**PROBLEM:**
Please repeat the lines word for word, starting with the line that contains "target: <item>city skyline</item>" and going on through the line that contains "[25, 5], [20, 1]]".

Outline records:
☆ ☆ ☆ ☆
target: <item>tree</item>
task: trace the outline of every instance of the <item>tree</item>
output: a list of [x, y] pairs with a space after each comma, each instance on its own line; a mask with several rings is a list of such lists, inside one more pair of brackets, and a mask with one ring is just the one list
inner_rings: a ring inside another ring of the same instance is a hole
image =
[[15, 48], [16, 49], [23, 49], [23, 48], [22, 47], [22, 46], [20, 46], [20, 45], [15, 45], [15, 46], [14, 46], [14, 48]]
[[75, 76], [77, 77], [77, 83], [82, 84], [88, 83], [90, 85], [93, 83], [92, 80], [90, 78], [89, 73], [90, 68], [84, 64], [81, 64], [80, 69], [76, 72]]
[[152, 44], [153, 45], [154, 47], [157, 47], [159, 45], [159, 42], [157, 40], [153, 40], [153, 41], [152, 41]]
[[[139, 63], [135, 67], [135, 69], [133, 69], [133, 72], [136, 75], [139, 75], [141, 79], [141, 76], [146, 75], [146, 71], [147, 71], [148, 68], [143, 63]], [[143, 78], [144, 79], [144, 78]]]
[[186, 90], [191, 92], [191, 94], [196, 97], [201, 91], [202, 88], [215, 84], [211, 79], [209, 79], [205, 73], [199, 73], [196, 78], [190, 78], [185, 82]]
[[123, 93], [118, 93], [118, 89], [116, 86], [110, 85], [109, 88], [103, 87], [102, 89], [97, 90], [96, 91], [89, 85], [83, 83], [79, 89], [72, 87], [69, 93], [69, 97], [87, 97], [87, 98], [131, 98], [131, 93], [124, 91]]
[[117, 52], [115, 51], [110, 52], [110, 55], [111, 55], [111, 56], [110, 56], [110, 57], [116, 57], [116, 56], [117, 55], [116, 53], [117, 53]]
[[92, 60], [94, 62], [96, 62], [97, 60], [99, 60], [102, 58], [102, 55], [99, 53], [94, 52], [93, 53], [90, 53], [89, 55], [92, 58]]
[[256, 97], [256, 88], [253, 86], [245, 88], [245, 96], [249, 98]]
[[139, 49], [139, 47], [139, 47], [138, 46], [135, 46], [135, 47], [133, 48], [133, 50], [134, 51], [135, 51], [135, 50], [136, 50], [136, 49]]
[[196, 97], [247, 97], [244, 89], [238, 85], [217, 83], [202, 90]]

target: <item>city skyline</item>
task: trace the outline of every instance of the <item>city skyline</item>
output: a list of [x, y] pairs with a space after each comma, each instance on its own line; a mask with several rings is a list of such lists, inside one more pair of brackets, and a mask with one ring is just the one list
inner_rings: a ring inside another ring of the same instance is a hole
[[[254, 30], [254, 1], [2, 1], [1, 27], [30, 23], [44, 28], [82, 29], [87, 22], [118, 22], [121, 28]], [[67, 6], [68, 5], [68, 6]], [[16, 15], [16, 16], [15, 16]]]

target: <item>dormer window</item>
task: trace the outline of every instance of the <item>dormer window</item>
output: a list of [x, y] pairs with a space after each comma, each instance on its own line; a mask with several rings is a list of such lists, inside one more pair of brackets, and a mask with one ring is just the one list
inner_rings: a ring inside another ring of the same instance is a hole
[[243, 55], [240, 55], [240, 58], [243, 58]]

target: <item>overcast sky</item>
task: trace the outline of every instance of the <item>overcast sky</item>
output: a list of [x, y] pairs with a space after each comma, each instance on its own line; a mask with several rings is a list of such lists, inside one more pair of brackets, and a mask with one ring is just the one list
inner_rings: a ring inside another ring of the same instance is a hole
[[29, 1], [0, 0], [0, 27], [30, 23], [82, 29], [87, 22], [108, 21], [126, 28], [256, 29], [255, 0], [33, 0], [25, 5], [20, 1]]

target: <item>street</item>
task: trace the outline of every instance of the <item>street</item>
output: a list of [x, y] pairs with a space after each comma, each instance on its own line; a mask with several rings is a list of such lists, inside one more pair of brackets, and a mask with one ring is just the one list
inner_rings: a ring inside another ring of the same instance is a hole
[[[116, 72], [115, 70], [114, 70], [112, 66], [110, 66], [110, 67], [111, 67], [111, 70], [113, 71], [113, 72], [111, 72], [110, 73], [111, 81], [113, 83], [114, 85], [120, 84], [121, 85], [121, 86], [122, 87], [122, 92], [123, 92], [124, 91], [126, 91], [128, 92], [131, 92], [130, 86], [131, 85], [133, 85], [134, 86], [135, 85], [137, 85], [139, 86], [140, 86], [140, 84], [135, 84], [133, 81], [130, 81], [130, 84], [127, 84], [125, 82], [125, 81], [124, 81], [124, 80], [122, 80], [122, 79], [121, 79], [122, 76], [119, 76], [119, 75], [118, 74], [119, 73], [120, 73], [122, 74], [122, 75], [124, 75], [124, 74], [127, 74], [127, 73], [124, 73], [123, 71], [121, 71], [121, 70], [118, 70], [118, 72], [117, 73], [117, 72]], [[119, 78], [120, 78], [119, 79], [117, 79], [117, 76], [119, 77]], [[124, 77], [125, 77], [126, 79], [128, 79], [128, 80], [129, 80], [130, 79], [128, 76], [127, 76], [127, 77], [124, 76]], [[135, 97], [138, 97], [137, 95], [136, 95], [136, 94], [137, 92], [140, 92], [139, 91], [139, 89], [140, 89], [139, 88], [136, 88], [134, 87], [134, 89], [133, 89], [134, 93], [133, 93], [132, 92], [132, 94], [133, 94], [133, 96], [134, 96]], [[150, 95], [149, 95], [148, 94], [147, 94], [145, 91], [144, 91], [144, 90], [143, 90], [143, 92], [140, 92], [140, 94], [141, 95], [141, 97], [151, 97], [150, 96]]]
☆ ☆ ☆ ☆
**ANSWER FOR THIS EXERCISE:**
target: <item>city skyline</item>
task: trace the outline of every instance of the <item>city skyline</item>
output: a list of [x, y] pairs with a space after each comma, each instance on its own line; a mask with several rings is a list of such lists, inside one more pair of brackets, and a mask with one ring is just the one list
inner_rings: a ring inside another ring of the same instance is a hole
[[[254, 30], [254, 1], [2, 1], [1, 27], [30, 23], [44, 28], [82, 29], [87, 22], [118, 22], [121, 28]], [[67, 6], [68, 5], [68, 6]], [[16, 15], [16, 16], [15, 16]]]

target: <item>dormer window</item>
task: trace the outline of every instance of the <item>dormer window</item>
output: a list of [x, y] pairs with a space after each comma, each instance on its own line; a mask with several rings is a list of such lists, inside one more pair of brackets, and a mask with one ring is just the one list
inner_rings: a ring inside another ring of the same instance is a hole
[[243, 55], [240, 55], [240, 58], [243, 58]]

target: <item>overcast sky</item>
task: trace the outline of every instance of the <item>overcast sky</item>
output: a list of [x, y] pairs with a space after each comma, each instance on its own line; a mask with several rings is a list of such lists, inside one more pair of brackets, and a mask with one ring is just the one list
inner_rings: a ring inside another ring of the same instance is a hole
[[29, 1], [0, 0], [0, 27], [30, 23], [82, 29], [87, 22], [108, 21], [126, 28], [256, 29], [255, 0], [33, 0], [25, 5], [20, 1]]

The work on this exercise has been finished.